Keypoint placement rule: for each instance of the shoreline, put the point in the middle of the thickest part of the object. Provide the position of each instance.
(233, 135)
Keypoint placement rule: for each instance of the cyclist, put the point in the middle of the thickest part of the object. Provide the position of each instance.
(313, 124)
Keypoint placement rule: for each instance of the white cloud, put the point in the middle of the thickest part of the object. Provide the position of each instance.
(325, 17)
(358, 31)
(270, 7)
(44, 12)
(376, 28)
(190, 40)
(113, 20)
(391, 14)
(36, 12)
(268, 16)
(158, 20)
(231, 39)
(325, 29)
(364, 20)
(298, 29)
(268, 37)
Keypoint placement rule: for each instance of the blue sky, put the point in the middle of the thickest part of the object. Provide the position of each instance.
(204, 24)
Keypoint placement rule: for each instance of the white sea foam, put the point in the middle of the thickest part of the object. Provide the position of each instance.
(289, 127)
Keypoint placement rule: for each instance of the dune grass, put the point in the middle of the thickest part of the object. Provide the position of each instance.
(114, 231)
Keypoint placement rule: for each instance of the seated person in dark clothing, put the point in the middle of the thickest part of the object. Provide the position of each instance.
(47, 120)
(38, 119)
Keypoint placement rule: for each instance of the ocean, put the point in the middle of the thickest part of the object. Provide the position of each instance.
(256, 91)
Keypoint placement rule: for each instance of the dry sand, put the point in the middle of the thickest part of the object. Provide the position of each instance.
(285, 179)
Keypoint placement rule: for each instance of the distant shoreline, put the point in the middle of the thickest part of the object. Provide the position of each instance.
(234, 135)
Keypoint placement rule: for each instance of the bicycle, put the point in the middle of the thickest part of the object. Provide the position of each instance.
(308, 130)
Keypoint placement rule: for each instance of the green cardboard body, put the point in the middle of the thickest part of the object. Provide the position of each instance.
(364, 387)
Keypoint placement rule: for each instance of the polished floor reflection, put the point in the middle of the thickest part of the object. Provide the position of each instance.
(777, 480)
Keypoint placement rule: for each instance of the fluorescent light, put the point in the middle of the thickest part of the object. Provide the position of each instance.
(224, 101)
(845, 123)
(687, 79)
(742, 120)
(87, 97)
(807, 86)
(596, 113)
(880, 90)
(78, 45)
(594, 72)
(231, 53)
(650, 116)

**EXERCISE INSTRUCTIONS:** Write out the records above again, keeping each one identical to the original.

**WRITTEN REPLY:**
Keypoint placement rule: for each instance of the shoreline, put the point in the middle of the thickest part of the object. Provide the position of each instance.
(233, 135)
Keypoint placement rule: for each instance of the cyclist, put the point in the middle of the thickest part of the object. Provide the position of each instance.
(313, 124)
Keypoint placement rule: for each instance of the white cloud, put the point in the middle of the thickest part of the object. Provide the position of each instance.
(325, 17)
(358, 31)
(270, 7)
(44, 12)
(376, 28)
(190, 40)
(113, 20)
(391, 14)
(36, 12)
(268, 16)
(158, 20)
(231, 39)
(325, 29)
(364, 20)
(298, 29)
(268, 37)
Keypoint placement rule: for each instance of the blue sky, put the point in the middle of the thickest part of the object. Provide the position of each instance.
(204, 24)
Keypoint placement rule: for each instance of the white sea foam, put the point in the middle of the thickest part of the object. Provide the position of each instance.
(289, 127)
Keypoint placement rule: for each instance of the dune grass, put the point in the middle of the thickest part of the object. Provide the position of each instance.
(114, 231)
Keypoint placement rule: for each instance of the seated person in dark clothing, put the point in the middle of the thickest part of the object. Provide the position of each instance.
(47, 120)
(38, 119)
Keypoint placement rule: for each instance of the ocean, put the point in the middle of the thickest part of the object. Provide the position of each instance.
(256, 91)
Keypoint placement rule: for each instance of the dry sand, put the point in the middle of the thickest part of the object. Provide the position of each instance.
(285, 179)
Keypoint placement rule: for each instance of the distant shoreline, put the point in the middle of the thickest part of the object. Provide the position of each instance.
(234, 135)
Keypoint placement rule: for each instance of the bicycle, put the point in the middle of the thickest part of the object. Provide the position of each instance.
(308, 130)
Keypoint placement rule: for each instance of the green cardboard body, put the point in the middle of the thickest part of the object. Provide the position of each instance.
(364, 387)
Keypoint placement rule: for each instance of the polished floor reflection, put the point in the middle of the thickest part of the object. Provide the position of each instance.
(777, 480)
Keypoint placement rule: for each instance of the fluorescent light, put the point in the middle of the thickest part of the object. Provide the position of each instance.
(224, 101)
(845, 123)
(687, 79)
(742, 120)
(87, 97)
(807, 86)
(596, 113)
(880, 90)
(78, 45)
(594, 72)
(231, 53)
(650, 116)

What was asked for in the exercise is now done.